### What this task involves
Return the records that follow, matching each one exactly.

Stored data entries:
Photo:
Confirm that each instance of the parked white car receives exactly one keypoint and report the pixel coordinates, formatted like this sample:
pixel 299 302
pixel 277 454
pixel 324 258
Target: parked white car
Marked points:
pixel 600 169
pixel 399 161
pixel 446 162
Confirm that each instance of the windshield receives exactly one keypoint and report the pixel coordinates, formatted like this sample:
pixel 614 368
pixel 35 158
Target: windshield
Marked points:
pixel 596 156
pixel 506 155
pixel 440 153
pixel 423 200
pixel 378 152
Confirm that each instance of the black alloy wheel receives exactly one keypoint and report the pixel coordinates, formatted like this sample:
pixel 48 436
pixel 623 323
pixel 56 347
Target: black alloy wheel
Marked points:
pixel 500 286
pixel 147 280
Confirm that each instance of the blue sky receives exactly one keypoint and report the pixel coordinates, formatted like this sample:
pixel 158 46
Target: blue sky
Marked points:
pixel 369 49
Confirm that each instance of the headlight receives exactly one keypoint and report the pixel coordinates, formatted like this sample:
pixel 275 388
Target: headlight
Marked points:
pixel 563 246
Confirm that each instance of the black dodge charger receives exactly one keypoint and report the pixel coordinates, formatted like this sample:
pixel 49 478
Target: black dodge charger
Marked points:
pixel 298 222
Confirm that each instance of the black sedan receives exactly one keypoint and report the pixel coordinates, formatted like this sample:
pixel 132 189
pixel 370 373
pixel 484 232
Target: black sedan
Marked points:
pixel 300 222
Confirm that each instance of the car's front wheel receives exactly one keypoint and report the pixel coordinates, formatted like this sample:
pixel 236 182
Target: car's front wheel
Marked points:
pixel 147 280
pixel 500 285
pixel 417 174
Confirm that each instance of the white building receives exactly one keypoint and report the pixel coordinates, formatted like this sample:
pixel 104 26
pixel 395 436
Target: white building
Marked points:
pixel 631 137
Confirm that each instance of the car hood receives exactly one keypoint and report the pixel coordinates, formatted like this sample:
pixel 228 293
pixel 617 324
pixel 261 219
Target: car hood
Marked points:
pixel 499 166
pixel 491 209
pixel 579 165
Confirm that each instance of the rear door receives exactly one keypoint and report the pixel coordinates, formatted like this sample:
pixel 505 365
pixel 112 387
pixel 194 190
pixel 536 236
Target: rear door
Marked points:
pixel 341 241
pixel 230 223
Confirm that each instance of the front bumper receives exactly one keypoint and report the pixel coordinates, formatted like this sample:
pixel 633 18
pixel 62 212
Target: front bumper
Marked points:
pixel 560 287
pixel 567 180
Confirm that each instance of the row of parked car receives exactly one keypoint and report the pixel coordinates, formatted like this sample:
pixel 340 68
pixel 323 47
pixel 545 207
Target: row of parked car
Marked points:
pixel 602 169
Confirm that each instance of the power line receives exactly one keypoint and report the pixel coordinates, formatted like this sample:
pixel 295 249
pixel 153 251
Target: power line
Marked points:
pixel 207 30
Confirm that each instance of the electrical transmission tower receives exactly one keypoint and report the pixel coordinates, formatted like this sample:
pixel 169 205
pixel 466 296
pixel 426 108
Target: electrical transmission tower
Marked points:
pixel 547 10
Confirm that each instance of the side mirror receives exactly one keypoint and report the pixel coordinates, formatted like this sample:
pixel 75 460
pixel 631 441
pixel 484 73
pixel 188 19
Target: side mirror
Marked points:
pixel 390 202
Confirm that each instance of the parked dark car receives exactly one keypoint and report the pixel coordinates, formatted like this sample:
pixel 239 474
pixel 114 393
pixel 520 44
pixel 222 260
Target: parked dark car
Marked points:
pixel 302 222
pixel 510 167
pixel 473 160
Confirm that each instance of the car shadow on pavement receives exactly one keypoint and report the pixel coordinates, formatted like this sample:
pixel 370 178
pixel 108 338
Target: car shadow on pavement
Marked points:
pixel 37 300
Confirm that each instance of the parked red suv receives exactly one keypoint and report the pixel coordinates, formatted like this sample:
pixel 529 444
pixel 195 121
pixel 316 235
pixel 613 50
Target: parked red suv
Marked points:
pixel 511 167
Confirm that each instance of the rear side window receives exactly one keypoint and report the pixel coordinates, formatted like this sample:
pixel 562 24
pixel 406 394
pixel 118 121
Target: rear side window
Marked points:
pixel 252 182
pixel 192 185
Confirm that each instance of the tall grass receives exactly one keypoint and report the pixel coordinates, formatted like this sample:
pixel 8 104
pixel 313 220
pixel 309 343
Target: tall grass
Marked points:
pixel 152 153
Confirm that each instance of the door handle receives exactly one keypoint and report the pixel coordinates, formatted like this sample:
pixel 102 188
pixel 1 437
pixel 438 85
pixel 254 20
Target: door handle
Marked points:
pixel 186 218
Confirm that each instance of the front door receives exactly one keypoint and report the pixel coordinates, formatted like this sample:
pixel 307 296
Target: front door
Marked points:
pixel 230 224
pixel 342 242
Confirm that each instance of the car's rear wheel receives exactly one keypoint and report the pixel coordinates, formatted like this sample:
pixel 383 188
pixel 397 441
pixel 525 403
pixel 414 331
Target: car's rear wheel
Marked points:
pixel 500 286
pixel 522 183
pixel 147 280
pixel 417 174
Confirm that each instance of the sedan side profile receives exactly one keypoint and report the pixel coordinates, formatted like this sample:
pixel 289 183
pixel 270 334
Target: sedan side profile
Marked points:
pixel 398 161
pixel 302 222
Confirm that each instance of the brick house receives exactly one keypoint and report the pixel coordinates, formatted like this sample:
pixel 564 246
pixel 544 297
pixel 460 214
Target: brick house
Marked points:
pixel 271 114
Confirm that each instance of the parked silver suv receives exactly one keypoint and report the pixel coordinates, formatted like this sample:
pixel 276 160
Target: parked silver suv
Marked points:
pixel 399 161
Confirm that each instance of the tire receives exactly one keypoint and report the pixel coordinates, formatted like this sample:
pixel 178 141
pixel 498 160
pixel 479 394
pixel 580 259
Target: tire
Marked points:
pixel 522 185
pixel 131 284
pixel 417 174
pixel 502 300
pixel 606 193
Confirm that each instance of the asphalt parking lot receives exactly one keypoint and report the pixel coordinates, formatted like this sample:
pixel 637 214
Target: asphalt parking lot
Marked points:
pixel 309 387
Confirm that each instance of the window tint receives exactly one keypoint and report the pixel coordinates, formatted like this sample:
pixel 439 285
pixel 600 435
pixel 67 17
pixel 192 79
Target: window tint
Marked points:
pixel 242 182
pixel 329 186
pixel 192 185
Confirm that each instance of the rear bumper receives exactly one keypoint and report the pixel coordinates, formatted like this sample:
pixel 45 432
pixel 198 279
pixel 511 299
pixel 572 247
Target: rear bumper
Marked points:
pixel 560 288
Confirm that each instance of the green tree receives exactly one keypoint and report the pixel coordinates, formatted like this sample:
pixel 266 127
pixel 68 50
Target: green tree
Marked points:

### The completed task
Photo:
Confirm that each instance of the parked white car receives exactly one keypoint and report the pixel coordinates, formatted like this sample:
pixel 299 302
pixel 277 454
pixel 324 258
Target: parked white car
Marked points:
pixel 600 169
pixel 399 161
pixel 446 162
Confirm that each instance of the windshield receives exactly one keypoint and report the pixel coordinates, formatted like this sample:
pixel 614 368
pixel 35 158
Target: windshield
Marked points:
pixel 596 156
pixel 506 155
pixel 440 153
pixel 423 200
pixel 378 152
Confirm that each instance of the black alloy wheel receives exactly one keypoint and report the pixel coordinates, formatted like this sample:
pixel 48 436
pixel 623 323
pixel 56 347
Target: black alloy wheel
Marked points:
pixel 500 286
pixel 147 280
Confirm that each instance of the blue sky receives exactly one keypoint and report the pixel coordinates, formatted like this sample:
pixel 158 46
Target: blue sky
Marked points:
pixel 369 49
Confirm that each instance of the headlight receives exactly one keypoint and report the pixel coordinates, formatted like this sample:
pixel 275 388
Target: headlight
Marked points:
pixel 563 246
Confirm that each instance of the black dodge charger receives exactly one keypoint and report the pixel coordinates, formatted like this sample:
pixel 49 478
Target: black dodge charger
Marked points:
pixel 298 222
Confirm that each instance of the black sedan receives exactly one keypoint and report the pixel coordinates, formatted like this sample:
pixel 132 189
pixel 370 373
pixel 484 232
Target: black sedan
Marked points:
pixel 300 222
Confirm that each instance of the car's front wheel receives exactly one keypoint and report the pixel coordinates, formatted like this sample:
pixel 236 182
Target: car's front wheel
Marked points:
pixel 147 280
pixel 500 285
pixel 417 174
Confirm that each instance of the white building receives exactly one keypoint and report the pixel coordinates, formatted like this sample:
pixel 104 26
pixel 395 436
Target: white building
Marked points:
pixel 631 137
Confirm that each instance of the car hood receives exactly one keypoint and report the pixel coordinates, formatted like this sample:
pixel 228 293
pixel 617 324
pixel 261 219
Target: car hood
Marked points:
pixel 499 166
pixel 491 209
pixel 579 165
Confirm that each instance of the rear door receives exactly one keypoint and report the pixel coordinates, formatted like this sample:
pixel 505 365
pixel 112 387
pixel 194 190
pixel 536 236
Target: rear door
Marked points:
pixel 341 241
pixel 230 223
Confirm that each instance of the front bumper receives exactly one keypoint and report the pixel coordinates, formatted like this sample:
pixel 633 18
pixel 62 212
Target: front bumper
Marked points:
pixel 560 287
pixel 567 180
Confirm that each instance of the row of parked car receives exactly one keypoint and report the pixel coordinates, formatted like this sample:
pixel 340 68
pixel 323 47
pixel 545 207
Target: row of parked car
Marked points:
pixel 602 169
Confirm that each instance of the power line receives exactly one keypoint and report the pixel coordinates, formatted like this sample:
pixel 295 249
pixel 153 251
Target: power line
Marked points:
pixel 207 30
Confirm that each instance of the electrical transmission tower receives exactly one keypoint and report the pixel coordinates, formatted like this sample:
pixel 169 205
pixel 466 296
pixel 426 108
Target: electrical transmission tower
Marked points:
pixel 547 10
Confirm that each instance of the side mirror receives exactly one keypoint and report the pixel coordinates, formatted like this sample:
pixel 75 460
pixel 631 441
pixel 484 73
pixel 188 19
Target: side mirror
Marked points:
pixel 390 202
Confirm that each instance of the parked dark car receives exactly one keypoint and report the pixel coordinates, formatted like this sample:
pixel 239 474
pixel 114 393
pixel 520 44
pixel 222 260
Target: parked dark car
Marked points:
pixel 302 222
pixel 510 167
pixel 473 160
Confirm that each instance of the car shadow on pavement receives exactly one keypoint and report the pixel coordinates, formatted like this sample:
pixel 370 178
pixel 108 338
Target: car shadow on pavement
Marked points:
pixel 37 300
Confirm that each instance of the parked red suv receives exactly one keypoint and report the pixel coordinates, formatted like this sample:
pixel 529 444
pixel 195 121
pixel 316 235
pixel 613 50
Target: parked red suv
Marked points:
pixel 511 167
Confirm that each instance of the rear side window receives exactly one keypoint and report the pixel coordinates, formatted like this sample:
pixel 562 24
pixel 406 394
pixel 118 121
Target: rear side window
Marked points:
pixel 252 182
pixel 192 185
Confirm that each instance of the tall grass receives exactly one keypoint and report the pixel coordinates, formatted like this sample:
pixel 8 104
pixel 313 220
pixel 309 343
Target: tall grass
Marked points:
pixel 152 153
Confirm that each instance of the door handle receives exactly one keypoint and report the pixel coordinates, formatted like this sample:
pixel 102 188
pixel 1 437
pixel 438 85
pixel 254 20
Target: door handle
Marked points:
pixel 186 218
Confirm that each instance of the front door receives exactly one keypoint and report the pixel coordinates, formatted like this sample:
pixel 307 296
Target: front door
Marked points:
pixel 230 224
pixel 342 242
Confirm that each instance of the car's rear wheel receives exactly one keypoint and report the pixel coordinates, formatted like this sample:
pixel 383 188
pixel 397 441
pixel 525 403
pixel 414 331
Target: car's rear wheel
Marked points:
pixel 500 286
pixel 522 183
pixel 147 280
pixel 417 174
Confirm that each instance of the sedan side profile receives exactly one keypoint and report the pixel coordinates, formatted like this sample:
pixel 289 183
pixel 270 334
Target: sedan side profile
Marked points:
pixel 398 161
pixel 302 222
Confirm that each instance of the brick house receives exactly one keypoint and report the pixel coordinates, formatted like this sample:
pixel 564 246
pixel 544 297
pixel 460 214
Target: brick house
Marked points:
pixel 271 114
Confirm that each instance of the parked silver suv receives exactly one keypoint and report the pixel coordinates, formatted like this sample:
pixel 276 160
Target: parked silver suv
Marked points:
pixel 399 161
Confirm that each instance of the tire receives exactly one keypoint and report the pixel coordinates, formatted like this sample:
pixel 178 141
pixel 498 160
pixel 479 394
pixel 580 259
Target: tire
Marked points:
pixel 522 185
pixel 131 284
pixel 417 174
pixel 502 300
pixel 606 193
Confirm that each instance of the asphalt parking lot receives exactly one keypoint and report the pixel coordinates, formatted like this sample:
pixel 637 214
Target: asphalt parking lot
Marked points:
pixel 309 387
Confirm that each instance of the window tint receives exactly one keypoint and report the pixel coordinates, formatted like this sample:
pixel 439 285
pixel 600 435
pixel 67 17
pixel 192 79
Target: window tint
Marked points:
pixel 242 182
pixel 329 186
pixel 192 185
Confirm that each instance of the rear bumper receives exactly one keypoint and report the pixel coordinates, formatted like this sample:
pixel 45 432
pixel 198 279
pixel 511 299
pixel 572 247
Target: rear bumper
Marked points:
pixel 560 288
Confirm that each instance of the green tree receives exactly one keypoint and report the pixel coordinates, formatted like this sample:
pixel 266 127
pixel 68 50
Target: green tree
Marked points:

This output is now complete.